*Work instructions*:
Locate every line in the entries below that contains the string "breast", and copy each such line in full.

*Given information*:
--------

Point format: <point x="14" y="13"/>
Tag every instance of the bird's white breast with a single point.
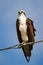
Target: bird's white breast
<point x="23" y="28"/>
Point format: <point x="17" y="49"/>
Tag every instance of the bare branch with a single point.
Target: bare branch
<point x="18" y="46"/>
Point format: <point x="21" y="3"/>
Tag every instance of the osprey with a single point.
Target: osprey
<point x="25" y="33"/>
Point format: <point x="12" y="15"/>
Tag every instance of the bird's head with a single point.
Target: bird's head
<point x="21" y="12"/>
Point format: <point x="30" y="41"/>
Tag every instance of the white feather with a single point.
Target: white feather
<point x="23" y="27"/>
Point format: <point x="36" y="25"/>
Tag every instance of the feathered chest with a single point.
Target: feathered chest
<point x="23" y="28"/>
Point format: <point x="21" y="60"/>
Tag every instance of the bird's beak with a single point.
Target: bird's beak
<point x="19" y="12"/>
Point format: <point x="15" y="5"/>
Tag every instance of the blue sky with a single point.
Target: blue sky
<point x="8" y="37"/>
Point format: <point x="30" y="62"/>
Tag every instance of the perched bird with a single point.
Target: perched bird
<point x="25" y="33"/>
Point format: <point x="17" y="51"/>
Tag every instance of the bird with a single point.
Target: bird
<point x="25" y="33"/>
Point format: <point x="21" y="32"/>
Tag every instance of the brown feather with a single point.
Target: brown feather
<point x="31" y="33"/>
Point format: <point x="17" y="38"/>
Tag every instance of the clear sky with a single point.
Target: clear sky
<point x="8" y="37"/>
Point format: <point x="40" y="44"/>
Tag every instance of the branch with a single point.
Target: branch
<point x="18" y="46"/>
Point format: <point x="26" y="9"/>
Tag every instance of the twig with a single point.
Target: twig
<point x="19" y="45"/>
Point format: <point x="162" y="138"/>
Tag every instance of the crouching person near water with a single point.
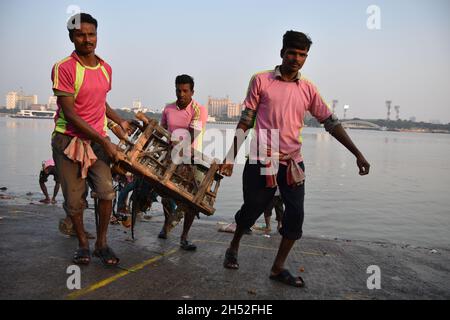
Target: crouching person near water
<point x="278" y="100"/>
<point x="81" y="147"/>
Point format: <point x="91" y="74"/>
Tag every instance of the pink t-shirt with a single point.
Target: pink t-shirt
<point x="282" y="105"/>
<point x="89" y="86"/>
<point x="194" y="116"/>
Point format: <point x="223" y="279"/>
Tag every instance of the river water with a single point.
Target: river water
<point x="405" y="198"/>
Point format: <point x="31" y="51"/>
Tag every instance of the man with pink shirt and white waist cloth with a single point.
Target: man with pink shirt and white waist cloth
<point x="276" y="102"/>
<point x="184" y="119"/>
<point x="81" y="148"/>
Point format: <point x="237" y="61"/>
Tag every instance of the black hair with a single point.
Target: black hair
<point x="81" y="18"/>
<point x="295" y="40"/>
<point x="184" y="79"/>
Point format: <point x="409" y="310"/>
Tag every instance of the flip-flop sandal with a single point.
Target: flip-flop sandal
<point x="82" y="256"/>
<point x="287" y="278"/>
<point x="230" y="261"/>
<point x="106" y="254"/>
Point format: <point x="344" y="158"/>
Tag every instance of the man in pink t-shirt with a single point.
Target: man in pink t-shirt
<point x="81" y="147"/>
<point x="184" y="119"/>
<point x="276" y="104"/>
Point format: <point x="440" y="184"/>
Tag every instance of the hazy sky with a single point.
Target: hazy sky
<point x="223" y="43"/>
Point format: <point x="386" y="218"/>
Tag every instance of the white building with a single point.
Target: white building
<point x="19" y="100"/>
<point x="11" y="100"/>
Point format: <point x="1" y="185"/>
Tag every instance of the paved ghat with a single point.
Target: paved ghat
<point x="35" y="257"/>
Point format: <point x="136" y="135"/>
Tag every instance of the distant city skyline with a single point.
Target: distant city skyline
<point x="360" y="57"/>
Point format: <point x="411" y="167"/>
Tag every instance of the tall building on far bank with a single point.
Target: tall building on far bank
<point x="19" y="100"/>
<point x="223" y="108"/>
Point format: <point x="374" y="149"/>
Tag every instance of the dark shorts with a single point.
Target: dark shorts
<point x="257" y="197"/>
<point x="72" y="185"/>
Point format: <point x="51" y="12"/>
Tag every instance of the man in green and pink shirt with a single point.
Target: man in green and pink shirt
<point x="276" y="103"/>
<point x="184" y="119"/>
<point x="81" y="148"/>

--------

*Result*:
Tag every instance of the bird's white breast with a single point.
Target: bird's white breast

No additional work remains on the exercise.